= Stated problem =
Copy the material below word for word, starting at the line that contains "Question. The photograph above contains instances of the cycling" and continuing through its final line. Leave the pictures out of your copy.

********************

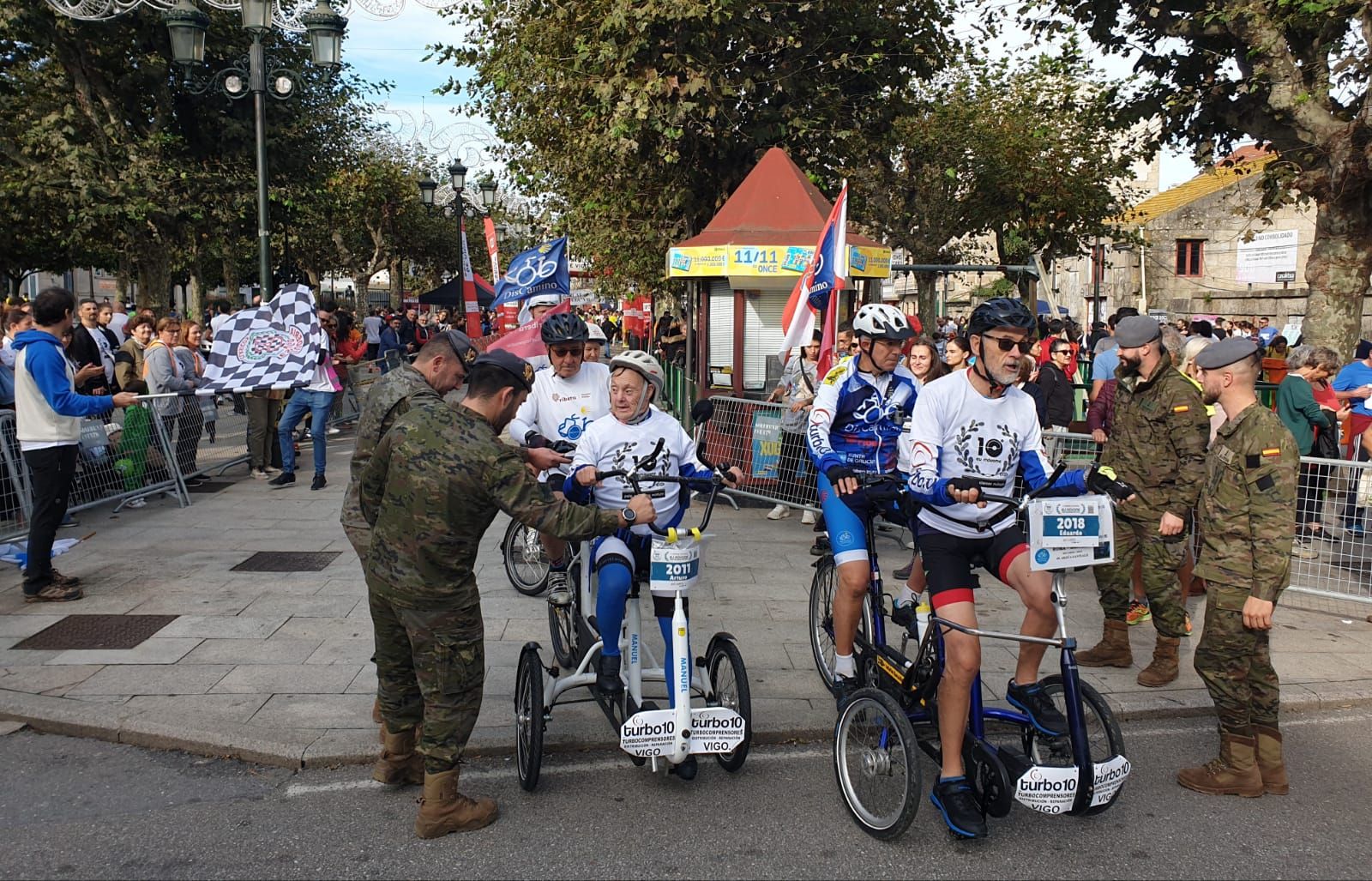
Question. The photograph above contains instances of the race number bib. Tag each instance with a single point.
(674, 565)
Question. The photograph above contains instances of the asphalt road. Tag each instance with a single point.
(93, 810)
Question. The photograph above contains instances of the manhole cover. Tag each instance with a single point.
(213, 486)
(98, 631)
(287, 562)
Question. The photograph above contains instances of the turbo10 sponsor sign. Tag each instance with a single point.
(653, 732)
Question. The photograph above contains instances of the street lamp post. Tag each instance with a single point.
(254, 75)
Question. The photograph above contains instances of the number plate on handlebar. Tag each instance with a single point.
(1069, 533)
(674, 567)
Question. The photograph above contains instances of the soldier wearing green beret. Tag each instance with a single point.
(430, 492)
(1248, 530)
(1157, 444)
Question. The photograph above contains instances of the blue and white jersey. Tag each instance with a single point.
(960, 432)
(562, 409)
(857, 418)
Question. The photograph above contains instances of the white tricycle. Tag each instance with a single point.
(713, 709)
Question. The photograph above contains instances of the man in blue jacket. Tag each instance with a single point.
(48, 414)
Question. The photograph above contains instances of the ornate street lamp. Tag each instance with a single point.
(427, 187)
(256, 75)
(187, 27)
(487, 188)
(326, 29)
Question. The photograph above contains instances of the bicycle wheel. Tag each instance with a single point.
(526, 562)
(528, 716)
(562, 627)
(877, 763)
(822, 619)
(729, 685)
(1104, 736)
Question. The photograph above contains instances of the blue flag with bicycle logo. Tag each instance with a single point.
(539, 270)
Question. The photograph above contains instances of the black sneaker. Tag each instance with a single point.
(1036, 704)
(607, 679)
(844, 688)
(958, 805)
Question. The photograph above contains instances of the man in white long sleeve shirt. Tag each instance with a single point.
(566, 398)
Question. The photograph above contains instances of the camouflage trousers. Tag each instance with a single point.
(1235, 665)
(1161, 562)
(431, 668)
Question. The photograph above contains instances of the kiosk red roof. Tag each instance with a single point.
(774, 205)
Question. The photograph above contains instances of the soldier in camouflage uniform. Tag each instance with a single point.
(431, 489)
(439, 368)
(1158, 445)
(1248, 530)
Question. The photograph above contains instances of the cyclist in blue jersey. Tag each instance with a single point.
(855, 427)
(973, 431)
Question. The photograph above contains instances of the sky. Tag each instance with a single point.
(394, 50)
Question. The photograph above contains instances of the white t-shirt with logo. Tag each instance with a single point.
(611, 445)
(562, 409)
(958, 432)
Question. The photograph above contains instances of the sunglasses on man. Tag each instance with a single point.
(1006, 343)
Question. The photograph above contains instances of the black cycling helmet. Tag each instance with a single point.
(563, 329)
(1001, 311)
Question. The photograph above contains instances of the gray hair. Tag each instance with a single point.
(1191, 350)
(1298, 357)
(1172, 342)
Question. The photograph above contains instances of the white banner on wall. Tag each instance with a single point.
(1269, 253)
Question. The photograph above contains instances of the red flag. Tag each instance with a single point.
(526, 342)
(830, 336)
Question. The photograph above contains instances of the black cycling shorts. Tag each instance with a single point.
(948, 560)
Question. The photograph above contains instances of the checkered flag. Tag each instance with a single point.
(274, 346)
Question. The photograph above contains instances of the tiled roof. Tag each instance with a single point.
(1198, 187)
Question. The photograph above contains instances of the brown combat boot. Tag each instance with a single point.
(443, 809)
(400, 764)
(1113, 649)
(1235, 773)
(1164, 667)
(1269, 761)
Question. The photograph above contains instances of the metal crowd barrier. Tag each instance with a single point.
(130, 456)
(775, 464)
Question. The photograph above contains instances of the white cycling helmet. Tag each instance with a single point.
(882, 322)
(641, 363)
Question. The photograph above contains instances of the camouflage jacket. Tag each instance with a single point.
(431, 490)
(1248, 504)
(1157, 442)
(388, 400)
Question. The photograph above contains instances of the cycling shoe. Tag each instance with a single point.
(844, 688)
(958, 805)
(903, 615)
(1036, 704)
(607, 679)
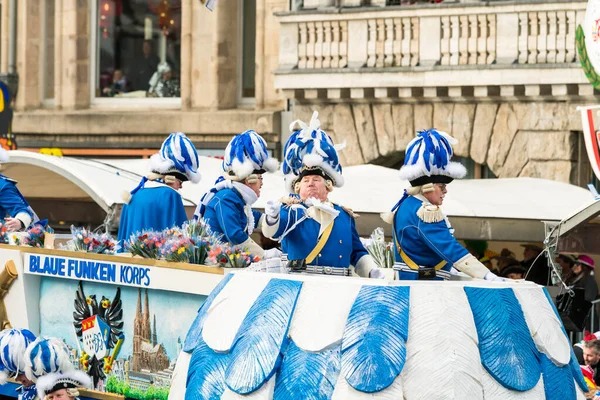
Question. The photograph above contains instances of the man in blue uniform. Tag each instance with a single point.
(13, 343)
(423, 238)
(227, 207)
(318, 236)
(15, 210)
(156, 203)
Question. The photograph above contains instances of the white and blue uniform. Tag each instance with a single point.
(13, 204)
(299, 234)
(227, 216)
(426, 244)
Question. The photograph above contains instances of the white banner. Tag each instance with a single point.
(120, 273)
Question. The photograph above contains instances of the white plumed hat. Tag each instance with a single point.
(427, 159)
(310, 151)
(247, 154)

********************

= Solution =
Question. The photograph above contains instances of the cycling shoe. Tag each instance with a single point.
(844, 688)
(958, 805)
(903, 615)
(1036, 704)
(607, 679)
Question. The photograph above contains instances of the man in blue uniform. Tag each instance with a single point.
(13, 343)
(423, 238)
(227, 207)
(318, 236)
(15, 210)
(156, 203)
Question. The photograph above contains instances of the white and blue uniform. Tag each instance with a single point.
(13, 204)
(299, 234)
(227, 216)
(426, 244)
Question. The photograph above contains instances of the white banner. Tag each instance with a single point.
(120, 273)
Question. The photograph above contains instances of the white plumed hat. Tag each instance with a single point.
(427, 159)
(310, 151)
(247, 154)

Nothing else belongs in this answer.